### [Task description]
Rewrite all of the items below, changing every "lilac" to "syringa" and leaving everything else as it is.

** Start **

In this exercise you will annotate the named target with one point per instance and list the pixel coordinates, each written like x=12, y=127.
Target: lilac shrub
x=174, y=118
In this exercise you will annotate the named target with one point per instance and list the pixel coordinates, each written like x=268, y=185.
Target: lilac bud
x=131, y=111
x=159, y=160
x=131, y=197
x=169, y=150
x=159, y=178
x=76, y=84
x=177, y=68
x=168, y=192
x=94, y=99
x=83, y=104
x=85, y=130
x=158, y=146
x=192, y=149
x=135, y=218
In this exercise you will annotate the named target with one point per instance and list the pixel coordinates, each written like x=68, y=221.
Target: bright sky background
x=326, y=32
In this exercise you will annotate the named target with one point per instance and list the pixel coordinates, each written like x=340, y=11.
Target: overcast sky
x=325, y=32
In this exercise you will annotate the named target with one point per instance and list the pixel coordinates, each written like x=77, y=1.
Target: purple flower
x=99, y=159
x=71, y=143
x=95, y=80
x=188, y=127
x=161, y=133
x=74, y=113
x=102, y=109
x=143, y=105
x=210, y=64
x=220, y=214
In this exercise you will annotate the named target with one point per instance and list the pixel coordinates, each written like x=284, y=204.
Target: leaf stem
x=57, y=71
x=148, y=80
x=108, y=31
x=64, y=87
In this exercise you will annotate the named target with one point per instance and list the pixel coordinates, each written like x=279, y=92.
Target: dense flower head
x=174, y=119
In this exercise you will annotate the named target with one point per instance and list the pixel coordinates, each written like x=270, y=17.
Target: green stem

** End **

### [Solution for this problem]
In this exercise you will annotate the named target with one point per instance and list the pixel coordinates, each written like x=12, y=127.
Target: syringa shrub
x=174, y=118
In this exercise you will annotate the named target with one point per instance and list the pixel coordinates, each written like x=268, y=185.
Target: syringa bud
x=131, y=111
x=159, y=160
x=131, y=197
x=169, y=150
x=159, y=178
x=76, y=84
x=177, y=68
x=168, y=192
x=94, y=99
x=83, y=104
x=85, y=130
x=158, y=146
x=192, y=149
x=135, y=218
In this exercise you will annotate the named target with one point per instance and list the pixel coordinates, each written like x=68, y=221.
Target: bright sky background
x=326, y=32
In this exercise you will annotate the named target with one point per instance and list the pixel coordinates, each written like x=340, y=11.
Target: overcast sky
x=325, y=32
In this exercise you will annotate the named target with one point per instance and list the pixel coordinates, each written like x=77, y=1.
Target: purple flower
x=99, y=159
x=71, y=143
x=95, y=80
x=188, y=127
x=161, y=133
x=74, y=113
x=102, y=109
x=143, y=105
x=210, y=64
x=220, y=214
In this exercise you will annotate the named target with one point per instance and list the pixel coordinates, each written like x=284, y=204.
Target: leaf stem
x=57, y=71
x=148, y=80
x=108, y=31
x=64, y=87
In this exercise you will annotate the named target with one point per instance and list the pixel coordinates, each written like x=279, y=92.
Target: dense flower head
x=174, y=119
In this exercise you will annotate the named target with one point per instance and list the pixel coordinates, each written like x=270, y=17.
Target: green stem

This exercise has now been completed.